> _Document extract_
☆ ☆ ☆ ☆
One of his top priorities as Goodwill Ambassador will be to increase “people’s focus on the fact that human well-being is intertwined fundamentally with biodiversity,” the actor, twice nominated for an Academy Award, said.
It is vital that “people realize that they are not separate from the web of life,” he added. “Our ability to thrive as a species and as a civilization totally depends on that web of life.”
At his designation ceremony, Mr. Norton told the Secretary-General that biodiversity is an issue that “transcends national boundaries,” with people “having lost sight” of the need for environmental protection.
Referring to one of Mr. Norton’s most famous movies, Mr. Ban voiced hope that the Goodwill Ambassador will help to move the world from “Fight Club to a peace club.”
Addressing reporters in New York, the new Goodwill Ambassador said environmental issues will “incontestably” be the “defining challenge of this era.”
He added that “when people look back on this era that we’re living in… they will not assess many of the things that we consider political hot buttons of the day. They will assess this era based on how we responded to this particular crisis,” referring to biodiversity loss.
☆ ☆ ☆ ☆
> _Dataset content_
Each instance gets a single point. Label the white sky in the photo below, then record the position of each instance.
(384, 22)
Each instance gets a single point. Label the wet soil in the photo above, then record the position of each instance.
☆ ☆ ☆ ☆
> _The tasks_
a) In the biodiversity excerpt, list the short quoted phrases in the two sentences that begin "At his designation ceremony" and "Addressing reporters in New York."
b) Carry on the excerpt about biodiversity and the new Goodwill Ambassador, starting after its last sentence.

> _Results of the tasks_
a) "transcends national boundaries", "having lost sight", "incontestably", "defining challenge of this era"

b)
At the same press conference, Ahmed Djoghlaf, Executive Secretary of the CBD, pointed out that the rate of extinction of some species is 1,000 times higher than the natural rate. “We are reaching the tipping point where irreversible damage is going to be done and therefore we need an urgent call for action.”
The official said that the Secretary-General could not have chosen “a better advocate, a better ambassador than someone who is [taking action], not only through statements and speeches, but doing it in reality” than Mr. Norton.
Today’s appointment comes as the UN marks 2010 as the International Year of Biodiversity, with heads of State set to discuss the issue at a high-level meeting at UN Headquarters in New York at the start of the General Assembly’s 65th annual General Debate in September.